• 課題
以下の入力データのうち、文字列「beetle」を含む行をすべて書き出してください。

• 入力データ
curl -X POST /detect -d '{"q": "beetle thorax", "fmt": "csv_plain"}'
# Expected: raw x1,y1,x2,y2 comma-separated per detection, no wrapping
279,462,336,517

--

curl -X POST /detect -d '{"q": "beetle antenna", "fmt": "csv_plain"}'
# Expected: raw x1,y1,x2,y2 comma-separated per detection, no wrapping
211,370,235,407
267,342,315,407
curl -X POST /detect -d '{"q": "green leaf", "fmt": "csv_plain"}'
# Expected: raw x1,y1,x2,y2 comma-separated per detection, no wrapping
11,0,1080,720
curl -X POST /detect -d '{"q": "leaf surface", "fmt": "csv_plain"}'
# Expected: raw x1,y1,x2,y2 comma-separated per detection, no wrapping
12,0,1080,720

• 演習結果
curl -X POST /detect -d '{"q": "beetle thorax", "fmt": "csv_plain"}'
curl -X POST /detect -d '{"q": "beetle antenna", "fmt": "csv_plain"}'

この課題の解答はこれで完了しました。